Would you output the entries below only from the line containing "Localize black boot in this screenshot." through the line containing "Localize man wearing", exactly as they stand and with both ends included?

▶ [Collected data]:
____________________

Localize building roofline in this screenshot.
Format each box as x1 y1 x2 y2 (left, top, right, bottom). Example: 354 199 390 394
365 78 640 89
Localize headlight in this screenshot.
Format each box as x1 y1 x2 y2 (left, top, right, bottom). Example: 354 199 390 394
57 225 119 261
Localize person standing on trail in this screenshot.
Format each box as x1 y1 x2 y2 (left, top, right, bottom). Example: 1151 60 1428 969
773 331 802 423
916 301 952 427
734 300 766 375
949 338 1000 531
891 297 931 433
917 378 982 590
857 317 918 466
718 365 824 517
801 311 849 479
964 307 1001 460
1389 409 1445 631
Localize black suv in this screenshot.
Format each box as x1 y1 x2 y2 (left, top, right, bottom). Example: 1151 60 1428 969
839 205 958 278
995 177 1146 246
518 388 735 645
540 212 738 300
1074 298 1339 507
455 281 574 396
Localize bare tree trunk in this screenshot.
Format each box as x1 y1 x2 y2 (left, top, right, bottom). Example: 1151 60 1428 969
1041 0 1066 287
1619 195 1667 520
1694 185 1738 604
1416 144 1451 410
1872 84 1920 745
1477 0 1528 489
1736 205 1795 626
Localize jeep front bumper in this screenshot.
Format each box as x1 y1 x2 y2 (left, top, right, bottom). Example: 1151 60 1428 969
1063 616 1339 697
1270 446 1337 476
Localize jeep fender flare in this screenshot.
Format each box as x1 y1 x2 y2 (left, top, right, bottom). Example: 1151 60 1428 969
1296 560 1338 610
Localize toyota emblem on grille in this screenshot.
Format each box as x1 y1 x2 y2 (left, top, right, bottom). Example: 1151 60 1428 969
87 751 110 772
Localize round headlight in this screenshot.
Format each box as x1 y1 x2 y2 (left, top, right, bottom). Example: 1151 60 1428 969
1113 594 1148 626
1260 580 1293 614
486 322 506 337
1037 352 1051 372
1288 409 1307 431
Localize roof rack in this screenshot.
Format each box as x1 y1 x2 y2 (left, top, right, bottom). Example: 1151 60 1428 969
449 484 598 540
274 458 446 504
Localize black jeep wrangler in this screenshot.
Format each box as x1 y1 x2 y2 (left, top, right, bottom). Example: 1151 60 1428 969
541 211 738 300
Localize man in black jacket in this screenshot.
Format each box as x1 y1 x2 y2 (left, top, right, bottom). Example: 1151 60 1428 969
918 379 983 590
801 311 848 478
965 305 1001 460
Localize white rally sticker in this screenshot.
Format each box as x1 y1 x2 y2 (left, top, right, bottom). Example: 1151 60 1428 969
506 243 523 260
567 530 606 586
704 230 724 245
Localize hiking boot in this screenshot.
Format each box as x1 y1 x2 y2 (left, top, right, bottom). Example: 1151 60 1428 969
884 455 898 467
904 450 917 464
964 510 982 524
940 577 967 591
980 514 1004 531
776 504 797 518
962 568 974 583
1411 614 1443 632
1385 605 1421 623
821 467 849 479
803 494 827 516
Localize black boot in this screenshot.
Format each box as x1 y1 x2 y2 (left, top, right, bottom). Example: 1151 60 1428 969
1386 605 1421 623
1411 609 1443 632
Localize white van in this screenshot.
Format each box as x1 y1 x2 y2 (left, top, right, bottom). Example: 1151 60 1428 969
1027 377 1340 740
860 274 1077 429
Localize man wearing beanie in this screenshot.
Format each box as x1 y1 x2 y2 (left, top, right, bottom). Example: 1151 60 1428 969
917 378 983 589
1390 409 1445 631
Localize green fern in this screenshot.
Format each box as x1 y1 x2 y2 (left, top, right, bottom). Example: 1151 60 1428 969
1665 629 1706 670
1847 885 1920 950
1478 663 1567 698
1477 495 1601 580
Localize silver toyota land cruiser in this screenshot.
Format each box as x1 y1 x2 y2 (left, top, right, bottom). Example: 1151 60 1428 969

____________________

▶ [SOLUTION FOR THIS EXERCISE]:
Localize black boot in this screenshot.
Format each box as x1 y1 x2 y2 (left, top, right, bottom). Example: 1151 60 1428 969
1386 605 1421 623
1411 609 1443 632
Localize white van in this screenshot.
Format each box as x1 y1 x2 y2 (left, top, right, bottom). Example: 1151 60 1428 969
1027 377 1340 740
860 274 1077 429
Localize man wearing beanie in this screenshot.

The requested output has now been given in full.